» Selected extract:
(begin)
1.14 Recording the Speech Sounds
A decision regarding the method of recording the sounds of the dialects has to be made at the very beginning of the field survey. Both scientific and practical matters have a bearing upon this problem.
As to the scientific aspect of the problem, it is important to keep in mind that the dialects may differ (a) in the system of phonemes, (b) in the lexical incidence (etymological distribution) of shared phonemes, or (c) in the phonic manifestation of shared phonemes from place to place and from class to class (regional and social diaphones). Moreover, (d) the phonemes of any given dialect may exhibit positionally or prosodically conditioned allophones.
Though of uneven value from the structural point of view, phonemic, incidental, diaphonie, and allophonic phenomena all have their relevance in dialect research, whether synchronic or diachronic. Without adequate phonic data no single dialect or idiolect can be adequately described; nor can its historical relation to its sister dialects or its parent dialect be traced in realistic fashion [Kurath 1961].
If that be granted, as it must be, the question is simply this: How can a full record of relevant phonological information be best obtained under the conditions confronting the fieldworker charged with the task of eliciting and recording a large number of lexical, morphological, and phonological responses in a limited time? Could he reliably, or even tentatively, establish the phonemic inventory and the phonic range of the individual phonemes, say, in the first two hours and thereafter record purely phonemically? But by the time he could start phonemic recording most dialect speakers would have bid him “goodbye.”
(end)
» Location identification items:
(begin)
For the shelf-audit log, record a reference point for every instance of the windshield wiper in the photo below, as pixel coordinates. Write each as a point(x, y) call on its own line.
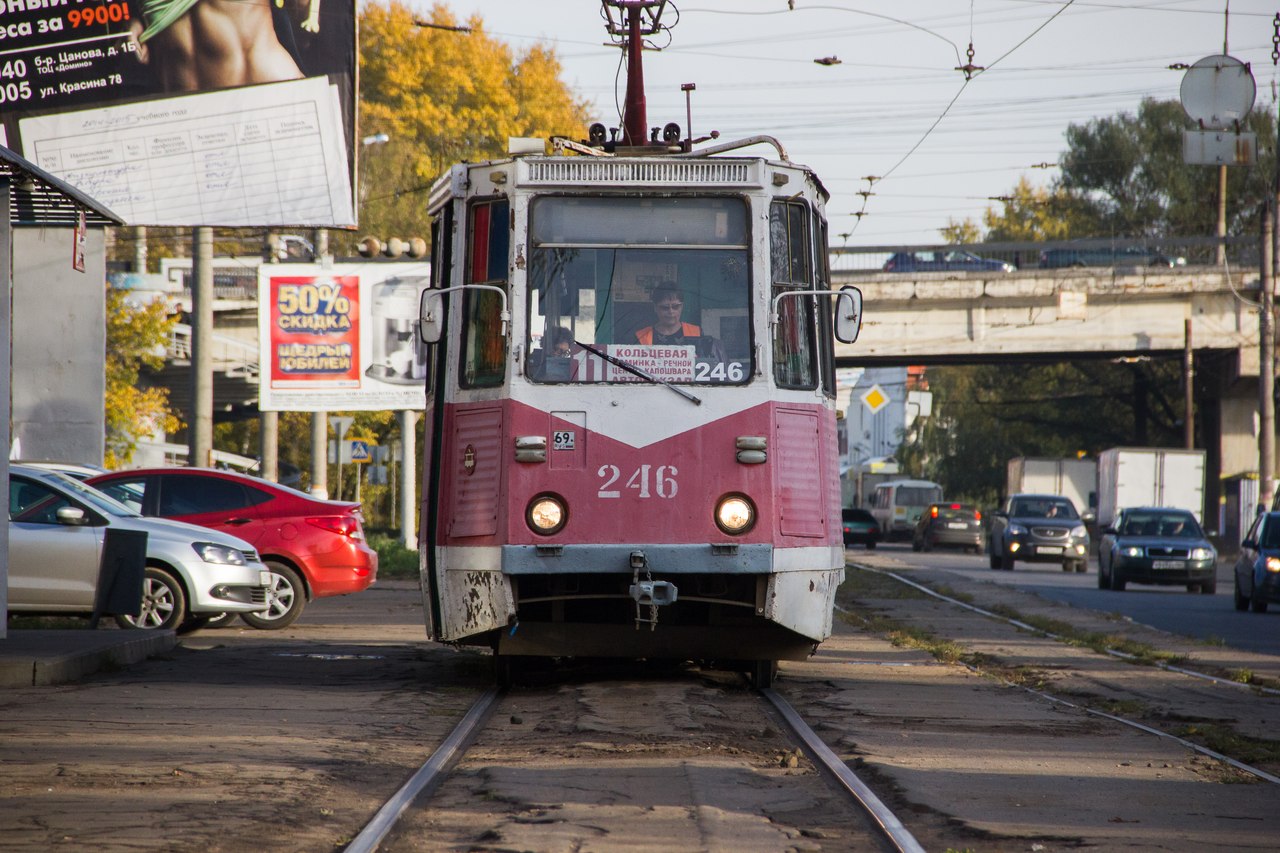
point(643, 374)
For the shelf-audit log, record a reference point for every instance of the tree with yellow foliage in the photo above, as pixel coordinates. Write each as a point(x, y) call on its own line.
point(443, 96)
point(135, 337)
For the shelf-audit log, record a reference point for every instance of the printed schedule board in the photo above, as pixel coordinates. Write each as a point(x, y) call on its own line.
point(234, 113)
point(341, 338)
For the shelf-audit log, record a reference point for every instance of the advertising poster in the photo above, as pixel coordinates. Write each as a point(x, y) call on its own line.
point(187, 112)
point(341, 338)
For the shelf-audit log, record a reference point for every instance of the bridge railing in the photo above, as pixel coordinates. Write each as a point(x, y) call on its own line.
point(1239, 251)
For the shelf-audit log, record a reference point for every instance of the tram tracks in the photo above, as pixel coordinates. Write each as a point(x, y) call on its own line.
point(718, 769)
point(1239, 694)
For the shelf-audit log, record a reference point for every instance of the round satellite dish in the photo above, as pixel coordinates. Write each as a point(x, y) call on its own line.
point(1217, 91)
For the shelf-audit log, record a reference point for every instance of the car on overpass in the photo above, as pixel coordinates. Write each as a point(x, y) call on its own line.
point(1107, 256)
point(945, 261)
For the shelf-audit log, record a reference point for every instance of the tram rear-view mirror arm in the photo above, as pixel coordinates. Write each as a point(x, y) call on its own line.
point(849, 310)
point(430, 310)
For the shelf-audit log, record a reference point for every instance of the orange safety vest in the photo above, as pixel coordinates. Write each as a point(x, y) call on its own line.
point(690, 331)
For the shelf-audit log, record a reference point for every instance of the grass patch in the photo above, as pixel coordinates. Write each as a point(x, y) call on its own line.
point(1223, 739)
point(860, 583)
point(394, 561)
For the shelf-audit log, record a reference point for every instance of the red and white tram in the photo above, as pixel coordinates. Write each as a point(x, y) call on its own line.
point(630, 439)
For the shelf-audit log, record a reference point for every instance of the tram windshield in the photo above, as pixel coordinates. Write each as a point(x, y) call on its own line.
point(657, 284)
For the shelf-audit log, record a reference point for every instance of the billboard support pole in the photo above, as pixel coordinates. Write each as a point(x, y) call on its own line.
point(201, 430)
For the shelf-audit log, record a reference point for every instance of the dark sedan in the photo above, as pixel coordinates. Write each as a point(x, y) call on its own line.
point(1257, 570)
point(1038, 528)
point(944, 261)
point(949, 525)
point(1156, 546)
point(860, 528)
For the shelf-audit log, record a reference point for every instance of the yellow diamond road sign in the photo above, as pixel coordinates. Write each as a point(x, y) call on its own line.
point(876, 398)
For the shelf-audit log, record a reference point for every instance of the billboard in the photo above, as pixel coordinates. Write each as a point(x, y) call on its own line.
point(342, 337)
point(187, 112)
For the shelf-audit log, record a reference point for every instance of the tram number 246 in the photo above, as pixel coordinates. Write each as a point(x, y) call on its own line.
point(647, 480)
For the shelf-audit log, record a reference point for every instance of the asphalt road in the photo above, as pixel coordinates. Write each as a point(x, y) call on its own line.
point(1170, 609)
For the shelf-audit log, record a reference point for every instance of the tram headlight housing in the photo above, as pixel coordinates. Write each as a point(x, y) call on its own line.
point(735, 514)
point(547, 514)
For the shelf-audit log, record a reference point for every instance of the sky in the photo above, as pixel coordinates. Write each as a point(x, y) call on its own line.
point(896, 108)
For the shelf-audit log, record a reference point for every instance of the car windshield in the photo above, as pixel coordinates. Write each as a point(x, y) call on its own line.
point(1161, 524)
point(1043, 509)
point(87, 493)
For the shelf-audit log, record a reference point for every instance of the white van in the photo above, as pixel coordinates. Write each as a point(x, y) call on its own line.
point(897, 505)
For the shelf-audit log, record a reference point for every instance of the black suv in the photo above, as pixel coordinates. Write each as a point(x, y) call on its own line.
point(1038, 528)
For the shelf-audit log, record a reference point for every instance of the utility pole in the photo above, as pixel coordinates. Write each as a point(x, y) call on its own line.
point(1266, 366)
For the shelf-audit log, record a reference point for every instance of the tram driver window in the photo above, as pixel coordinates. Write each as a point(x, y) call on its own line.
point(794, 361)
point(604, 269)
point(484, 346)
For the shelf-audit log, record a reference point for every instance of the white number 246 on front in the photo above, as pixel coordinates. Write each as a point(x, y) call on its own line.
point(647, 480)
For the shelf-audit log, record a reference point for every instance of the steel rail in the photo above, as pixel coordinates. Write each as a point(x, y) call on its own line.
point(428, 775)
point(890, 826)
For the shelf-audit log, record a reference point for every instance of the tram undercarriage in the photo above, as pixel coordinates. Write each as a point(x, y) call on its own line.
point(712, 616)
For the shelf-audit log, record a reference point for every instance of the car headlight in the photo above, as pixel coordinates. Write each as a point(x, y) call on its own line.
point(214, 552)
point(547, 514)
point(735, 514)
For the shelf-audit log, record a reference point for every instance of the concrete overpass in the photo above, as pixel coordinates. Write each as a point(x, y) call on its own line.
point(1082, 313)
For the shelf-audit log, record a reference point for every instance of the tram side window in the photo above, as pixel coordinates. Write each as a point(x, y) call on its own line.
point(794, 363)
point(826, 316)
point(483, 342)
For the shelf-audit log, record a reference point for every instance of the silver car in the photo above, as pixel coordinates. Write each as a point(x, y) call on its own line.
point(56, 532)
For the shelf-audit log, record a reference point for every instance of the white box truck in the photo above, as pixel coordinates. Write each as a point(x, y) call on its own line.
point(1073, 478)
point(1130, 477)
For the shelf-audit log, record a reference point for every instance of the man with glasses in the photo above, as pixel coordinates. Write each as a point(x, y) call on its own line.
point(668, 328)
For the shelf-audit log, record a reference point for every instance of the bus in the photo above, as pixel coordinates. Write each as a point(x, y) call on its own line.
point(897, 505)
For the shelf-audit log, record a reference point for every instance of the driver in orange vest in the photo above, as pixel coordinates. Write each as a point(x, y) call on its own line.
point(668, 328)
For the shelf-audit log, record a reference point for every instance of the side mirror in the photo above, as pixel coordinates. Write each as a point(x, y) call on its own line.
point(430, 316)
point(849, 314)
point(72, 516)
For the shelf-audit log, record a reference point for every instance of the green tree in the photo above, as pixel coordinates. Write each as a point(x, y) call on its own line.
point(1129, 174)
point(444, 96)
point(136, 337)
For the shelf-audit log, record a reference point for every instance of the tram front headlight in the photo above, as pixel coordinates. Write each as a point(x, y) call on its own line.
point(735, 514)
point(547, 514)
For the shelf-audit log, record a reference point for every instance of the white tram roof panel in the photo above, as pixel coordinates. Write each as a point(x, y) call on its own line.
(end)
» Task description: Reproduce the passage on recording dialect speech sounds, starting with the words "As to the scientific" and ending after "prosodically conditioned allophones.".

» Exercise response:
As to the scientific aspect of the problem, it is important to keep in mind that the dialects may differ (a) in the system of phonemes, (b) in the lexical incidence (etymological distribution) of shared phonemes, or (c) in the phonic manifestation of shared phonemes from place to place and from class to class (regional and social diaphones). Moreover, (d) the phonemes of any given dialect may exhibit positionally or prosodically conditioned allophones.